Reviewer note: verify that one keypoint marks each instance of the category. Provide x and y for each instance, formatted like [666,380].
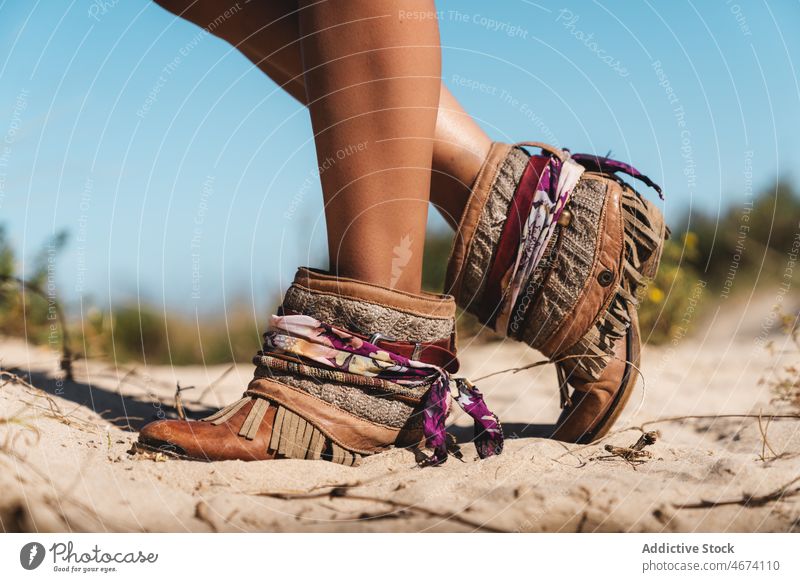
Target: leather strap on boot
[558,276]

_____

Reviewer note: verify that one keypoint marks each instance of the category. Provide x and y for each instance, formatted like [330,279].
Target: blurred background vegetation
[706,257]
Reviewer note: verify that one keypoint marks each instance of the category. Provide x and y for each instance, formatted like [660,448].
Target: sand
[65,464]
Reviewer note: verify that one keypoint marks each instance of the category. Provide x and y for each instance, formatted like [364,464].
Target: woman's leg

_____

## DIRECTIVE
Can you express the part of the records that opens with the line containing "formatted like [364,464]." and closes with the line containing "Target: woman's leg" as a numbered list, leaving out any blank lines?

## SOLUTION FOR THIS EXERCISE
1. Reviewer note: verify that one keypoint marks each instance of the category. Provide x and y for each instance, formatted like [364,464].
2. Target: woman's leg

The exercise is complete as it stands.